TASK INSTRUCTIONS: Reproduce each line of the material below word for word, changing nothing.
[Start ENTRIES SHOWN]
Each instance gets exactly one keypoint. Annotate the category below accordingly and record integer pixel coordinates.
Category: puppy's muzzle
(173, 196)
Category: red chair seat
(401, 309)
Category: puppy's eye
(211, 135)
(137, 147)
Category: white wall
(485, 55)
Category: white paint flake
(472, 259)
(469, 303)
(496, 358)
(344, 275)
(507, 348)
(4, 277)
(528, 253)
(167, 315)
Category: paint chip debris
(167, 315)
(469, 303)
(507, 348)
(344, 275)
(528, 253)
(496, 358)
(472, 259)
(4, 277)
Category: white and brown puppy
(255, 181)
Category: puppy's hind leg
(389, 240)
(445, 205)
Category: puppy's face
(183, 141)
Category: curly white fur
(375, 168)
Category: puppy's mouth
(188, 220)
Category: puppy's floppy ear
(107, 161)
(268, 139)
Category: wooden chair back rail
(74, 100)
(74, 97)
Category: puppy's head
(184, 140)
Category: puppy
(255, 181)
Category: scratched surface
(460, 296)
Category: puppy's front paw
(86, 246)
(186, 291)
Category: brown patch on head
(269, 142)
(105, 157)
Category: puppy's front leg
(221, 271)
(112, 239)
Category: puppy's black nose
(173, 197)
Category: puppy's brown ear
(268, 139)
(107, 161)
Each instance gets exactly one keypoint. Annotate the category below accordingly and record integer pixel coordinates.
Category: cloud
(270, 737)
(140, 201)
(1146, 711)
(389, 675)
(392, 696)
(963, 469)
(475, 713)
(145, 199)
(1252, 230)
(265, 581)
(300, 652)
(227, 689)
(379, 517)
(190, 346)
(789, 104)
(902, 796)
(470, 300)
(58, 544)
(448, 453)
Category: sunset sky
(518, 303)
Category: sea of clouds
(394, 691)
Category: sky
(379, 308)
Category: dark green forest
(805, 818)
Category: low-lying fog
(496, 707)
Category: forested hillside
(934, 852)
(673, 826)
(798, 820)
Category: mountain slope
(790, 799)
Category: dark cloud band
[End ENTRIES SHOWN]
WRITTEN SOLUTION:
Each instance gets exactly one keypoint. Annotate the category below accordingly and record integer pixel coordinates.
Category: puppy's muzzle
(173, 196)
Category: red chair seat
(401, 309)
Category: puppy's eye
(211, 135)
(137, 147)
Category: white wall
(485, 55)
Category: white paint flake
(472, 259)
(469, 303)
(496, 358)
(344, 275)
(507, 348)
(4, 277)
(528, 253)
(167, 315)
Category: paint chip debris
(167, 315)
(469, 303)
(507, 348)
(344, 275)
(528, 253)
(496, 358)
(472, 259)
(4, 277)
Category: white and brown puppy
(255, 181)
Category: puppy's hind leg
(389, 240)
(445, 205)
Category: puppy's face
(183, 141)
Category: curly white fur
(375, 168)
Category: puppy's mouth
(188, 220)
Category: puppy's floppy ear
(107, 161)
(268, 139)
Category: wooden chair back rail
(74, 100)
(74, 97)
Category: puppy's head
(184, 140)
Category: puppy
(255, 181)
Category: scratched surface
(460, 296)
Category: puppy's front paw
(86, 246)
(186, 291)
Category: brown patch on head
(269, 142)
(105, 157)
Category: puppy's front leg
(221, 271)
(112, 239)
Category: puppy's black nose
(173, 197)
Category: puppy's brown ear
(268, 139)
(107, 161)
Each instance gets exactly one keypoint. Annotate the category below accordingly and record integer pixel coordinates.
Category: cloud
(270, 737)
(140, 201)
(1146, 711)
(389, 675)
(392, 696)
(963, 469)
(475, 713)
(145, 199)
(1252, 230)
(265, 581)
(300, 652)
(227, 689)
(379, 517)
(190, 346)
(789, 104)
(902, 796)
(470, 300)
(58, 544)
(448, 453)
Category: sunset sky
(518, 303)
Category: sea of clouds
(394, 691)
Category: sky
(379, 308)
Category: dark green forest
(805, 818)
Category: low-lying fog
(496, 707)
Category: forested hillside
(934, 852)
(673, 826)
(798, 820)
Category: mountain slope
(790, 799)
Category: dark cloud band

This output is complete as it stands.